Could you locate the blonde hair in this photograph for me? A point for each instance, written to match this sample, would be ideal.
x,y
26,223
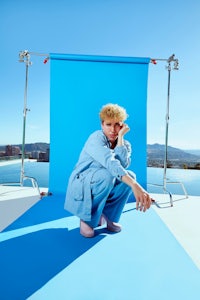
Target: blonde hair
x,y
113,111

━━━━━━━━━━

> _What you should do_
Could you reproduce the records above word for word, leaving out the pictures?

> _Result for this task_
Could you locate the blonde hair in this photograph for me? A point for each instance, written to match this sample, would be ideal.
x,y
26,223
Target: blonde hair
x,y
113,111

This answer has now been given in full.